### Objectives
a. According to the passage on the reviews of "Live Forever", what rating did Martin Aston of Music Week give the single?
b. Carry on the passage about the critical reception of "Live Forever", starting right after its last sentence.

### Text
** START **

The song had been part of the band's set for longer than a year at that point, and had amassed so many mentions in reviews of the group that, according to Harris, "its release [as a single] had long seemed inevitable." In its review of the single, pan-European magazine Music & Media wrote, "Is it a fata morgana, or is Oasis for real? We've had so many over-hyped British bands now, that we prefer to take a back seat. But then again we haven't heard such good pop since the La's." They also stated that it "deserves" to be labeled "masterpiece". Martin Aston from Music Week gave it four out of five and named it Pick of the Week in the category of Alternative, saying, "'Live Forever' is another example of the Mancunian's crunchy melody, punchy dynamic and air of brazen confidence, except that the track plays at a more measured pace. 'Live Forever' is definitely Top 10 material but has the potential to go higher." NME found the song to be an improvement over Oasis's previous singles, concluding, "Basically, what thus far looked like obnoxious Manc arrogance suddenly looks like sheer effortlessness. A terrific record."

** END **

### Information supplied
** START **

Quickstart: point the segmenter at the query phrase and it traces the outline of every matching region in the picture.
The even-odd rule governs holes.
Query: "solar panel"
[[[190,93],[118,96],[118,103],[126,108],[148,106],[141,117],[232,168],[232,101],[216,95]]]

** END **

### Results of the exercise
a. Four out of five.

b.
While Oasis' first two singles, "Supersonic" and "Shakermaker", were modestly received, it was "Live Forever" that "got the world's attention". "Live Forever" became Oasis' first top-ten hit, reaching number ten on the UK Singles Chart in 1994. In 1995, the song charted in the United States, reaching number two and number ten on Billboards Modern Rock Tracks and Album Rock Tracks charts, respectively. Noel Gallagher commented on the praise given to the song: "People said to me after 'Live Forever', 'Where are you gonna go after that?' And I was like, I don't think it's that good. I think it's a fucking good song, but I think I can do better."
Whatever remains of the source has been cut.